### Yang Perlu Dikerjakan:
1 > Dalam cerita tentang pagi yang tak biasa, apa saja yang dilakukan si "aku", urut dari beranjak dari kasur sampai munajat?
2 > Teruskan cerita tentang pagi yang tak biasa itu, mulai sesudah kalimat terakhirnya.

### Cuplikan Dokumen:
● ● ● ● ● ● ●

Cuaca tak Memungkinkan, Bimbel Diliburkan, Rumah ‘Simbah’ Jadi Incaran



http://herbal-id.com/wp-content/uploads/2014/02/Tips-Mengatasi-Masalah-Kesehatan-Akibat-Bahaya-Hujan-Abu-Vulkanik.jpgPagi ini, badanku terasa sakit semua, mataku masih berat untuk terbuka, tapi jam yang sudah menunjukkan pukul 5 pagi ini membuatku harus bangun dan segera mengambil air wudhu. Aku pun beranjak dari kasur tinggi dan segera membuka pintu kamar kost. Mataku masih berkedip-kedip sembari berjalan menuju kamar mandi yang berada di sebelah utara kamarku. Aku pun segera mengambil air wudhu dan mulai agak tersadar jika pagi ini terasa tak biasa. Ku tengok langit yang masih terlihat gelap dengan butiran-butiran putih jatuh dari langit, aku pikir hanya debu biasa, aku pun masuk ke kamar dan melakukan munajat kepada Sang Pencipta.

● ● ● ● ● ● ●

### Potongan Data:
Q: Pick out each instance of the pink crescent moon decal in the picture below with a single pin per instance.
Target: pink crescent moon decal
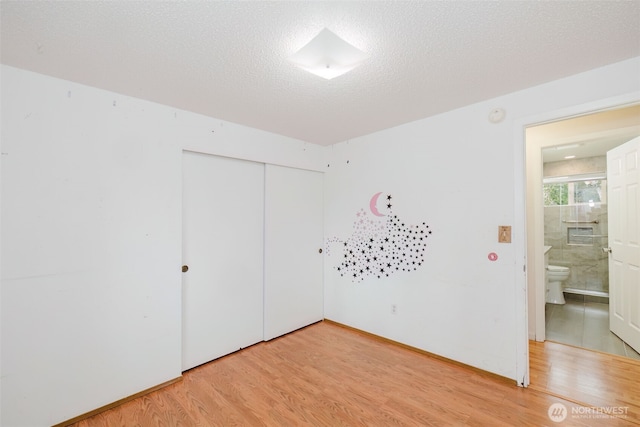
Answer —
(373, 203)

● ● ● ● ● ● ●

### Jawaban Tugas:
1 >
- Beranjak dari kasur tinggi
- Membuka pintu kamar kost
- Berjalan menuju kamar mandi
- Mengambil air wudhu
- Menengok langit
- Masuk ke kamar
- Melakukan munajat kepada Sang Pencipta

2 >
“Mbak, katanya hujan abu dari gunung Kelud.” Kata adikku saat mataku sedang terfokus pada kitab suci kecil berwarna pink. Aku hanya bisa menanggapi biasa karena aku pikir hujan abu tak akan setebal saat Merapi erupsi. Aku dan adikku pun mulai bercengkrama di dalam kamar tanpa menengok luar yang ternyata sudah tertutup abu, tak berapa lama bunda kost-ku yang rumahnya tepat di depan kamar kostku yang hanya berjarak beberapa meter saja memanggilku dan adikku untuk berlindung di rumahnya. Seperti biasa, aku dijemput oleh anak perempuan pertamanya yang berumur 12 tahun, Kak Izza. 

“Sini aja mbak rame-rame,, kasihan kalo di kamar nanti. Lihat mbak, abunya tebal sekali dan langitnya gelap, kayak pas merapi meletus.” Kata bunda kost yang sudah menganggapku seperti saudaranya sendiri. 
“Wah hujannya kok coklat bunda? Aku mau sekolah bunda, nanti kalo gak sekolah dimarahi bu guru.” Celoteh dek Aisyah, anak bungsu bunda kost yang masih berumur enam tahun dengan potongan rambut mirip Dora.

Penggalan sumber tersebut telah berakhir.